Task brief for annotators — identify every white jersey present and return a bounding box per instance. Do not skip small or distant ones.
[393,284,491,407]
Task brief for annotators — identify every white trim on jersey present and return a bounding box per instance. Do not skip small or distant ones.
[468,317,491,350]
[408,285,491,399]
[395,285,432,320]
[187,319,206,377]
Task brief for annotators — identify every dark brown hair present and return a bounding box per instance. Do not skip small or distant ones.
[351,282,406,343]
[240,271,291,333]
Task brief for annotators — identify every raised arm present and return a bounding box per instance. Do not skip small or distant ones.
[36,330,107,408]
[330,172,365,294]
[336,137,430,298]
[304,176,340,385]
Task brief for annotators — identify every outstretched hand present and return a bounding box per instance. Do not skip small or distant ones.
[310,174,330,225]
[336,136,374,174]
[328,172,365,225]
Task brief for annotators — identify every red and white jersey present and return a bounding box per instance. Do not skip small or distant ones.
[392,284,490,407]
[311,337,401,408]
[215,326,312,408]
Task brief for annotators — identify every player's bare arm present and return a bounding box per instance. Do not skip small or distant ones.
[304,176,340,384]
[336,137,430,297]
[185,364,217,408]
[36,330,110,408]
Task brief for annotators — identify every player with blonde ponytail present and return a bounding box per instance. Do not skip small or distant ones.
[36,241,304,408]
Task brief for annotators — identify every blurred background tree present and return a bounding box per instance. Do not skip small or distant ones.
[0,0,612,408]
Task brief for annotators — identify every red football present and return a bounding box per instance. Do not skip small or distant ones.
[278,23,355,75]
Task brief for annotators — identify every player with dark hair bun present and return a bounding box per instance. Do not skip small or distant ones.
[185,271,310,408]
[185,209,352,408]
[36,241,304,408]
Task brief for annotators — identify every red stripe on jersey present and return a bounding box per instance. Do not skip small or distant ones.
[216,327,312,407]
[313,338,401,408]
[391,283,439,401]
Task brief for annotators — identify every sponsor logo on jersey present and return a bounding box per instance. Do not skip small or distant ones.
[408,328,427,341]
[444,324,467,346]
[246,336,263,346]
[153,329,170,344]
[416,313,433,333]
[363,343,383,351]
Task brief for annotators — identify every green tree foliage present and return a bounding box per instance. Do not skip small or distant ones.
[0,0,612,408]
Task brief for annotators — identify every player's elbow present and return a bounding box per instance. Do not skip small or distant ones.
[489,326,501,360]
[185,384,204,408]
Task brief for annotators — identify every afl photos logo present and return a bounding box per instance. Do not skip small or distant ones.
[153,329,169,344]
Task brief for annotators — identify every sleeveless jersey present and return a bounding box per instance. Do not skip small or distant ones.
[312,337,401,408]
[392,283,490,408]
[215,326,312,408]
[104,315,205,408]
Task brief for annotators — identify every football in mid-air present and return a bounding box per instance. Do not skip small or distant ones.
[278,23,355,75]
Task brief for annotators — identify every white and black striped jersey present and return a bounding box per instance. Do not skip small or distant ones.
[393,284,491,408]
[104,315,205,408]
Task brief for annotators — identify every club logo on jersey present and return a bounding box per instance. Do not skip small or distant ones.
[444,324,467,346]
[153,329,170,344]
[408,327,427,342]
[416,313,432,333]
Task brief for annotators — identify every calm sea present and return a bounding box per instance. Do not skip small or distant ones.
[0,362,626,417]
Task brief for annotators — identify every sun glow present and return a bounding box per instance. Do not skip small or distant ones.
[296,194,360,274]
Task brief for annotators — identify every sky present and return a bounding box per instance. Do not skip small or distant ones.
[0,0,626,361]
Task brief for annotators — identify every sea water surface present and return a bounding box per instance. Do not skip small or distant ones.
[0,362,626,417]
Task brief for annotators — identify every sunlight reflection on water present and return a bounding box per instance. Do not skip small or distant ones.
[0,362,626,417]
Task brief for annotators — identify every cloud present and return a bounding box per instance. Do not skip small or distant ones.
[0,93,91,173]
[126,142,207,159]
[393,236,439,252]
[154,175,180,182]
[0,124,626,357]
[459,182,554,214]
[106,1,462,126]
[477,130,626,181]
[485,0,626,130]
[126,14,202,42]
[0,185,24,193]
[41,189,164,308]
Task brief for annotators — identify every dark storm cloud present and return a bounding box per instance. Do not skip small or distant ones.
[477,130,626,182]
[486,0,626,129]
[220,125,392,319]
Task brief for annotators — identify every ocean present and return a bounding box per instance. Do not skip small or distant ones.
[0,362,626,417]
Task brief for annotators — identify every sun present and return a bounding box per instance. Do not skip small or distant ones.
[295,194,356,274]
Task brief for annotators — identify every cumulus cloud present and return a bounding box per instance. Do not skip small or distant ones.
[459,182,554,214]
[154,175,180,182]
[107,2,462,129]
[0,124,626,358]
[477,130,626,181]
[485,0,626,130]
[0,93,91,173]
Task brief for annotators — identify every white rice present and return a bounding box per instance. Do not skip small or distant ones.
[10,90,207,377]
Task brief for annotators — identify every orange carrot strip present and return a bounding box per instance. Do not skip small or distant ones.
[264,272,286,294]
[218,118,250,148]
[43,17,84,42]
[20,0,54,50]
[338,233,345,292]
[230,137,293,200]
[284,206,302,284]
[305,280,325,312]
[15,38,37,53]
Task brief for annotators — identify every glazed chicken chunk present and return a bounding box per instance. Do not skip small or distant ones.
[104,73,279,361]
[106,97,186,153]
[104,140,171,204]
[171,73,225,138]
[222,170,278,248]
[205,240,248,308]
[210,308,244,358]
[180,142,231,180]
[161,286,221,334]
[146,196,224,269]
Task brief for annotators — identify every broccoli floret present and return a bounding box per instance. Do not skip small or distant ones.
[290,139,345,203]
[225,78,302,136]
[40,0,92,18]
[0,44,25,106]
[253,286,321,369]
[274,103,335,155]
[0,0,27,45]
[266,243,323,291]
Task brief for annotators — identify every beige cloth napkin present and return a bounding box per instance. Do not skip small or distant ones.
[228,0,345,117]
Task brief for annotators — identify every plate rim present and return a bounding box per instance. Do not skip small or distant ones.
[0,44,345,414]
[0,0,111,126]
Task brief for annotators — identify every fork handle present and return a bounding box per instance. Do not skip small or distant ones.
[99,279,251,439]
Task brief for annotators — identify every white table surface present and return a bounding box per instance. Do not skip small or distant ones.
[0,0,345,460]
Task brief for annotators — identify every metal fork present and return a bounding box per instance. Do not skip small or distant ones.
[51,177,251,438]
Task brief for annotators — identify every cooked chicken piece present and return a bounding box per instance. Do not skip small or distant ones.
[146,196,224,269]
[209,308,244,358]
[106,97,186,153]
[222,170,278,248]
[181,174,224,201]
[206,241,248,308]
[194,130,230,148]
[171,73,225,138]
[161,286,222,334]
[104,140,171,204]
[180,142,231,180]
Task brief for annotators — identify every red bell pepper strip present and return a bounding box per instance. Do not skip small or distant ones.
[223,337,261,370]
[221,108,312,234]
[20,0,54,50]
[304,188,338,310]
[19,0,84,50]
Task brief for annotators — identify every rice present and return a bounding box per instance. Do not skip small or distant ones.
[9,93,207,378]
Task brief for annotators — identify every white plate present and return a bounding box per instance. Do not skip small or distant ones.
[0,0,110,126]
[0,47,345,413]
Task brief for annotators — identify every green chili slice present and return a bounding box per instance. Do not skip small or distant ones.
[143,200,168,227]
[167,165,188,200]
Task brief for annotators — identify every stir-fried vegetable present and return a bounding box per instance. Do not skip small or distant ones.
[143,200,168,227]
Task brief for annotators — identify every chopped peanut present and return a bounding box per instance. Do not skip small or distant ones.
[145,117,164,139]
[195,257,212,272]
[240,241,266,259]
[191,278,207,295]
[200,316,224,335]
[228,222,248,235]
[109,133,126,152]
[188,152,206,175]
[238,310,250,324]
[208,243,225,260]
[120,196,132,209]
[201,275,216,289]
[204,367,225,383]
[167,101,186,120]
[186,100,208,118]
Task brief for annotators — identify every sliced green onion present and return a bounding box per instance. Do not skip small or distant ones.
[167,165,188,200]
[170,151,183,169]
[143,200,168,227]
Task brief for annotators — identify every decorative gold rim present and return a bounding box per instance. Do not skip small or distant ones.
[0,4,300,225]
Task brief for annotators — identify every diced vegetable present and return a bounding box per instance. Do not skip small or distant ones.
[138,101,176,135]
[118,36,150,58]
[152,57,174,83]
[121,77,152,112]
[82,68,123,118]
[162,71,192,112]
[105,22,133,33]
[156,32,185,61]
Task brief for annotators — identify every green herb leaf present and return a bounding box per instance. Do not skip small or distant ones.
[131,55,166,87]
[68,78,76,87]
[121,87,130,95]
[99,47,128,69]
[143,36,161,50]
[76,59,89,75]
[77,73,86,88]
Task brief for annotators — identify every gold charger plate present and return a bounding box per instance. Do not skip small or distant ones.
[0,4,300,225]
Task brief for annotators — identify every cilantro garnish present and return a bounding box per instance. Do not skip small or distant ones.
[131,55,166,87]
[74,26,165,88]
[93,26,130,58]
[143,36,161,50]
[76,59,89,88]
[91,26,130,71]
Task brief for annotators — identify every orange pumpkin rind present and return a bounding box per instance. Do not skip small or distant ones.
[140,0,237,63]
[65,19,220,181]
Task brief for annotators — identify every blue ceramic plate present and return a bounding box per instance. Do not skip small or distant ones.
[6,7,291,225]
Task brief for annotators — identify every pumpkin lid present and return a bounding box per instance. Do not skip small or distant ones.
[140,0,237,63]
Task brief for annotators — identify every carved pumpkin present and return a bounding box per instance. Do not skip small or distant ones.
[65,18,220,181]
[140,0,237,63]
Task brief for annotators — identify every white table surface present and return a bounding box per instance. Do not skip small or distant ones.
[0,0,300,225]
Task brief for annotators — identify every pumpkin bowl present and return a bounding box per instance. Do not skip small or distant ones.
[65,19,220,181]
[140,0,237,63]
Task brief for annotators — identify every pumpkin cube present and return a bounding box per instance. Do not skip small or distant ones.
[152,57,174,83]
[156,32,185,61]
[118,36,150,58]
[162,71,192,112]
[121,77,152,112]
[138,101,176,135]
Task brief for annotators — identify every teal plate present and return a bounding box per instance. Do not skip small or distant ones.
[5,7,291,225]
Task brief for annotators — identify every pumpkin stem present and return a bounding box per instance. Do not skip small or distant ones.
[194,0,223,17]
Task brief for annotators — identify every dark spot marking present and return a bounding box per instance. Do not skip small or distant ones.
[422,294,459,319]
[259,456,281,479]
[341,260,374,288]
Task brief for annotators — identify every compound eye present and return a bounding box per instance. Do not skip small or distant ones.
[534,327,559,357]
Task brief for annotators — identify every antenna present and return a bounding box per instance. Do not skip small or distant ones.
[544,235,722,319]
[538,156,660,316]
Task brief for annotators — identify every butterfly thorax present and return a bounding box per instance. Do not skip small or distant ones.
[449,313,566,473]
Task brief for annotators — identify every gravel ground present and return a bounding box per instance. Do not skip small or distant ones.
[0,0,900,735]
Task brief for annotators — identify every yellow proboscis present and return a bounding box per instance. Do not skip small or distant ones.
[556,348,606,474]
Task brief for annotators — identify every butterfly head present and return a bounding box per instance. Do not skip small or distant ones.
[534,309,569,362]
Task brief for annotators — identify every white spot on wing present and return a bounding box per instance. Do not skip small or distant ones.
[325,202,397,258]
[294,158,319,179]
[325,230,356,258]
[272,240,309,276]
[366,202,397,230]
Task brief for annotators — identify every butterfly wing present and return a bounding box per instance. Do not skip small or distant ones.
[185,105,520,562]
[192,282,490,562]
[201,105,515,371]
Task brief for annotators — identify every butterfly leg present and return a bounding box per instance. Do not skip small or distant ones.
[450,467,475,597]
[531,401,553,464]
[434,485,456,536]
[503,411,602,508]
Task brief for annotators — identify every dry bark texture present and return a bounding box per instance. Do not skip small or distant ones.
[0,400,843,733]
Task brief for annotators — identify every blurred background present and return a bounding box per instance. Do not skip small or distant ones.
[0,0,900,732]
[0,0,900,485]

-----

> **Exercise details**
Copy, in full, every line above that contains the word "vegetable".

> **Task output**
Task brief for annotators — identify every stir-fried vegetable present and return a bounding box per instance. Do not skip small or distant ones.
Task brief for annotators — identify every diced vegetable present and return a bounding box per instance. Do not skip small or distant ones.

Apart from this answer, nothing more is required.